> What needs to be done
Find the line containing "TARGET: nose landing gear" in the material below; copy that line and all following lines exactly.

> Data to process
• • • • • • •

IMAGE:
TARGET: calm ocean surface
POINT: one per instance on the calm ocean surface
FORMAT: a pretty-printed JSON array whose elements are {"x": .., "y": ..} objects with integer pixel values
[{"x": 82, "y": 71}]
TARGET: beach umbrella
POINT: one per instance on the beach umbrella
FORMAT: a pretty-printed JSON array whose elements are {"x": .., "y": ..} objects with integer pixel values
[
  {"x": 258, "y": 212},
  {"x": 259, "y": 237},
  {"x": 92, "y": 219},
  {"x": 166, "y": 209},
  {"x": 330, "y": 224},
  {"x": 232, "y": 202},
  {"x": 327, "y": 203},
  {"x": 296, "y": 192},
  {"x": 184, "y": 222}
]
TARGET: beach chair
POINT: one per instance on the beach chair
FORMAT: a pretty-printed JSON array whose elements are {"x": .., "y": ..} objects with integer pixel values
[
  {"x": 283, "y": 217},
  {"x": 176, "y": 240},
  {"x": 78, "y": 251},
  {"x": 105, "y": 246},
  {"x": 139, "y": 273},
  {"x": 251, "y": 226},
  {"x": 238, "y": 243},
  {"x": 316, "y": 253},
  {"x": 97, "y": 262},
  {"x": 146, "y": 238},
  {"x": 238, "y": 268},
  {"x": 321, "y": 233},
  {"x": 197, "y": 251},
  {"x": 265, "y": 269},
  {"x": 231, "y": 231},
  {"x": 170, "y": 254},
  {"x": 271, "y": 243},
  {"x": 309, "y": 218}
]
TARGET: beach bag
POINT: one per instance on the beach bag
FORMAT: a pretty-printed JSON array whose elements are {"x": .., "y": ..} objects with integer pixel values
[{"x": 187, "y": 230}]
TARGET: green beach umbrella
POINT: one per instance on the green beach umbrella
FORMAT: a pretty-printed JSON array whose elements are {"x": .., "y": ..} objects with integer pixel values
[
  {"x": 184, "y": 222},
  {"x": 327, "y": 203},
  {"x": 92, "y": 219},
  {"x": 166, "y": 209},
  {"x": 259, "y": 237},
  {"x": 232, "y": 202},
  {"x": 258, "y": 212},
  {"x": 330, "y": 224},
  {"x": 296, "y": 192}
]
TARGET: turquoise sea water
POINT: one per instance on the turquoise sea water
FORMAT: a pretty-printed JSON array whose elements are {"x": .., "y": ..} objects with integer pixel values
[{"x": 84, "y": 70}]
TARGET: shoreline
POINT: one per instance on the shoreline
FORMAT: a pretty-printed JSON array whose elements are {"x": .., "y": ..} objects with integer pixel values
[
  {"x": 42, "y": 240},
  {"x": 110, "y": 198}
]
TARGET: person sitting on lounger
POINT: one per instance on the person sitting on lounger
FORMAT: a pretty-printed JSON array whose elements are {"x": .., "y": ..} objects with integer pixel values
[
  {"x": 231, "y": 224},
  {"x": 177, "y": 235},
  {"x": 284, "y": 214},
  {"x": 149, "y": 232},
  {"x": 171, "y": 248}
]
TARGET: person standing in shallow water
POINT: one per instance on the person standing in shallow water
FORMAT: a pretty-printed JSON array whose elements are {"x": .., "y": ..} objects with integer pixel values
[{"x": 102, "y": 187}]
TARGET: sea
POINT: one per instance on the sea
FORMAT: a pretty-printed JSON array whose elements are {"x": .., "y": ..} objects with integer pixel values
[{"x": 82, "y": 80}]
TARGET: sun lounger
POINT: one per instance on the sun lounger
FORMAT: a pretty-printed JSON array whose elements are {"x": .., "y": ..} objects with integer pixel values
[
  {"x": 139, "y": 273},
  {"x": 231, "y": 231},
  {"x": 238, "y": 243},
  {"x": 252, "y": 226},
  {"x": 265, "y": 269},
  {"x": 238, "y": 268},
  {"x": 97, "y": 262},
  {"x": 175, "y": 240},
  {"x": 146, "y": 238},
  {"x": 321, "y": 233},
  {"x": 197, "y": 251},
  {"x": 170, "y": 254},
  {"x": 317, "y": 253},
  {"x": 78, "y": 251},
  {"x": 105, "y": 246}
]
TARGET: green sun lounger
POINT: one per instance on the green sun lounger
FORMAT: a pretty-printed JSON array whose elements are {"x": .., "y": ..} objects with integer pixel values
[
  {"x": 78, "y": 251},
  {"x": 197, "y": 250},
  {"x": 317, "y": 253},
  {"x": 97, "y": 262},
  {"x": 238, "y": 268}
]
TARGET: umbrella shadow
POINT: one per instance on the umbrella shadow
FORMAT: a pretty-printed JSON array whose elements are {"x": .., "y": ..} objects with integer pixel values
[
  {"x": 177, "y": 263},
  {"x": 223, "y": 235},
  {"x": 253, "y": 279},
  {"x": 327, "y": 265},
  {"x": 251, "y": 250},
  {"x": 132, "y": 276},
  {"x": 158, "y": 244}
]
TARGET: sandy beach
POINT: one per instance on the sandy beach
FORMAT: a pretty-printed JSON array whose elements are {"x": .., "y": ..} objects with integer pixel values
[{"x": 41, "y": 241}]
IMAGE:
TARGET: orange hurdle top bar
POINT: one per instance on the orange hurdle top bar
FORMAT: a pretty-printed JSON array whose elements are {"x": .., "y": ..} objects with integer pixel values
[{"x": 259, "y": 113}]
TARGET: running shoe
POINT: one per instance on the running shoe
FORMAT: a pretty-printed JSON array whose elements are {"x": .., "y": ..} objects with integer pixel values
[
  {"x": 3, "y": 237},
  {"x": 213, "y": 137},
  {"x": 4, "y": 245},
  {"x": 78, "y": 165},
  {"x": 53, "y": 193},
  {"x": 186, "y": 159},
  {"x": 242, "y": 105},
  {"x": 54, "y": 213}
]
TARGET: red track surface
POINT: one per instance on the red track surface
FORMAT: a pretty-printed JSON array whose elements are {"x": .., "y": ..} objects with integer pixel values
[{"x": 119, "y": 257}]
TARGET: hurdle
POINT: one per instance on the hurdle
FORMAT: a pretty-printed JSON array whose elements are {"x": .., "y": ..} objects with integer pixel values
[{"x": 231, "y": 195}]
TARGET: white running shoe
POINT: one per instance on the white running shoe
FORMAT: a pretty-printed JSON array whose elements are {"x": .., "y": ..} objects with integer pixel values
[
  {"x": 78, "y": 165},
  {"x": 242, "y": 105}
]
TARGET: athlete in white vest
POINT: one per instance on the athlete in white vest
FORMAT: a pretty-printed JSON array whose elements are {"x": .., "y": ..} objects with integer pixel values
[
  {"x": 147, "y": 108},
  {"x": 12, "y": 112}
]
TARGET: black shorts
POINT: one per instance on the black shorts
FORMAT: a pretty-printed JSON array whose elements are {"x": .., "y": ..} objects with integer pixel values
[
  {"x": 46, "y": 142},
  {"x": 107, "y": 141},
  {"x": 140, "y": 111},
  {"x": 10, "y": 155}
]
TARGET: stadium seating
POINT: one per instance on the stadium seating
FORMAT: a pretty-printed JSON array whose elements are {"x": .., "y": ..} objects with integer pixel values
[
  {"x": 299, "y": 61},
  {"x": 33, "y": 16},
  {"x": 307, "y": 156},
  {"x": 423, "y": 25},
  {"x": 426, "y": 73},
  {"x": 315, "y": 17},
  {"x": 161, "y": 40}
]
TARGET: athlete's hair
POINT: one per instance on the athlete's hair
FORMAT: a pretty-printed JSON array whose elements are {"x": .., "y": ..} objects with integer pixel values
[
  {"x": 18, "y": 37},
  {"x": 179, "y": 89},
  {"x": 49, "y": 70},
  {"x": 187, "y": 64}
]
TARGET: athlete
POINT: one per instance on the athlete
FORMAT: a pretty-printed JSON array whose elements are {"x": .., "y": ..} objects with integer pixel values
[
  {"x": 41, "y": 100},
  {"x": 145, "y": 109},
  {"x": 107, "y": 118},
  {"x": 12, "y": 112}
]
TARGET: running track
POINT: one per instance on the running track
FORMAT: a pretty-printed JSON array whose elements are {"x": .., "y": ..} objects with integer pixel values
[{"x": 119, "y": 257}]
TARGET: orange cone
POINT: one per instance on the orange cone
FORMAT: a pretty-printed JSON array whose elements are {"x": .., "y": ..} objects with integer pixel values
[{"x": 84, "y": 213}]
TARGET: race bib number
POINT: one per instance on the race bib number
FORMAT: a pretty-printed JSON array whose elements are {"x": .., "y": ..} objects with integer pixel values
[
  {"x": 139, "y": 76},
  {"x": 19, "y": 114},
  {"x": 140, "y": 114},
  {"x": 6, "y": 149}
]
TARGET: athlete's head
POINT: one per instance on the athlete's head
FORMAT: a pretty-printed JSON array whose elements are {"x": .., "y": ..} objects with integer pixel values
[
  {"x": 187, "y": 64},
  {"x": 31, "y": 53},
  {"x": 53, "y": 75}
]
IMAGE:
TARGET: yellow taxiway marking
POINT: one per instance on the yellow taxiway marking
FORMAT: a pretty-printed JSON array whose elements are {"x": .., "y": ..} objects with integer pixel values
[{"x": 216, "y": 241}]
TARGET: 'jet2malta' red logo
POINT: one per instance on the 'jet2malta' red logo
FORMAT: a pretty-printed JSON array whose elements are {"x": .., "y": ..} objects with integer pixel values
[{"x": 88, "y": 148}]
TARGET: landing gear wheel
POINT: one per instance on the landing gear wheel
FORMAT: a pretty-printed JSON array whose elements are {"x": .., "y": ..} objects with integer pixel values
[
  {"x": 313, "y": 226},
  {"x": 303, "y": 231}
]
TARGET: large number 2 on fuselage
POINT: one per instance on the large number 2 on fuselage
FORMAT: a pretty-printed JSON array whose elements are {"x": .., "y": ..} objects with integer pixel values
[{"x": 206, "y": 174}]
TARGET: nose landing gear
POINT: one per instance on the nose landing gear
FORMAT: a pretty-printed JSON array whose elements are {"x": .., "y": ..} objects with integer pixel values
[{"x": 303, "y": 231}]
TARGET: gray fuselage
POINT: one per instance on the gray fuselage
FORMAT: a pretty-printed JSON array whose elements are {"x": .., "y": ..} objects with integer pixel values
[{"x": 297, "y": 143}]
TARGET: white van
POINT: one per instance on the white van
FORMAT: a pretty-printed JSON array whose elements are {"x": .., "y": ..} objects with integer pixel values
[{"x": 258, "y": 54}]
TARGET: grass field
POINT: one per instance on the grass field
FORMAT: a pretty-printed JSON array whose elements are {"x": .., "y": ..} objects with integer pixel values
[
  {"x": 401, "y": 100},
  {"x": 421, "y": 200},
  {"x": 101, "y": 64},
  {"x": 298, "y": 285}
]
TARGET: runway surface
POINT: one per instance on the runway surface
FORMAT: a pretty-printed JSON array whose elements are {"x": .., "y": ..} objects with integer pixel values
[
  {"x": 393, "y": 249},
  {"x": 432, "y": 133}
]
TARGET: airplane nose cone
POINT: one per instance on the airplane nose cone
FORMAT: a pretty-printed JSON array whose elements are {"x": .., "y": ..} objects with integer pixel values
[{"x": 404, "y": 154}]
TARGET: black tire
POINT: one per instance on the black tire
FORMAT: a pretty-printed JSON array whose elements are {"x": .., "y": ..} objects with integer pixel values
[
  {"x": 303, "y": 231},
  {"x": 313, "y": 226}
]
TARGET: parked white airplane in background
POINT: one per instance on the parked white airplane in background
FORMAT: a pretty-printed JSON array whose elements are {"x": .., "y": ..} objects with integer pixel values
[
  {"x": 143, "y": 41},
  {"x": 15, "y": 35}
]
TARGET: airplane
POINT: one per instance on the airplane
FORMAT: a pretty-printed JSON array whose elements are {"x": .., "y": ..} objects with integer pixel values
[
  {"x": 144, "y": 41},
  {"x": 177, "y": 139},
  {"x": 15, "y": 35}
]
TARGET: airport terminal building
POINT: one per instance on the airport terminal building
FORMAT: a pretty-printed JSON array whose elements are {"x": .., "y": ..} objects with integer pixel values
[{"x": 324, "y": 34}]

• • • • • • •

> Solution to the problem
TARGET: nose landing gear
POINT: one per instance on the nose landing gear
FORMAT: a pretty-printed JSON array whose elements are {"x": .., "y": ..} objects with integer pixel values
[{"x": 303, "y": 231}]
TARGET: gray fuselage
POINT: one per instance on the gray fuselage
FORMAT: a pretty-printed JSON array whose elements are {"x": .., "y": ..} objects with integer pixel values
[{"x": 297, "y": 143}]
TARGET: white van
POINT: one per instance on the white van
FORMAT: a pretty-printed JSON array whose elements are {"x": .., "y": ..} objects with integer pixel values
[{"x": 258, "y": 54}]
TARGET: grass field
POINT: one per instance on the grass field
FORMAT: a pretty-printed JSON array whose elements are {"x": .., "y": ..} objects with integer pixel values
[
  {"x": 401, "y": 100},
  {"x": 421, "y": 200},
  {"x": 101, "y": 64},
  {"x": 298, "y": 285}
]
TARGET: runway surface
POINT: one per instance on the runway surface
FORMAT: a pretty-printed JSON array whose elements are {"x": .., "y": ..} objects with integer pixel values
[
  {"x": 393, "y": 249},
  {"x": 432, "y": 133}
]
TARGET: airplane nose cone
POINT: one per instance on the airplane nose cone
FORMAT: a pretty-printed JSON array whose elements are {"x": .., "y": ..} objects with integer pixel values
[{"x": 404, "y": 154}]
TARGET: black tire
POINT: one per instance on the black tire
FORMAT: a pretty-printed JSON array whose elements are {"x": .., "y": ..} objects with integer pixel values
[
  {"x": 303, "y": 231},
  {"x": 313, "y": 226}
]
TARGET: parked white airplane in background
POINT: one per instance on the parked white airplane in background
FORMAT: a pretty-printed JSON array whose elements are {"x": .., "y": ..} objects with integer pixel values
[
  {"x": 143, "y": 41},
  {"x": 15, "y": 35}
]
TARGET: airplane
POINT: one per instance on the airplane
FORMAT: a pretty-printed JSON array whose elements are {"x": .., "y": ..} objects with integer pixel values
[
  {"x": 144, "y": 41},
  {"x": 177, "y": 139},
  {"x": 15, "y": 35}
]
TARGET: airport terminal building
POINT: one per instance on the airport terminal building
FORMAT: a pretty-printed JSON array whose elements are {"x": .., "y": ..} objects with integer pixel values
[{"x": 324, "y": 34}]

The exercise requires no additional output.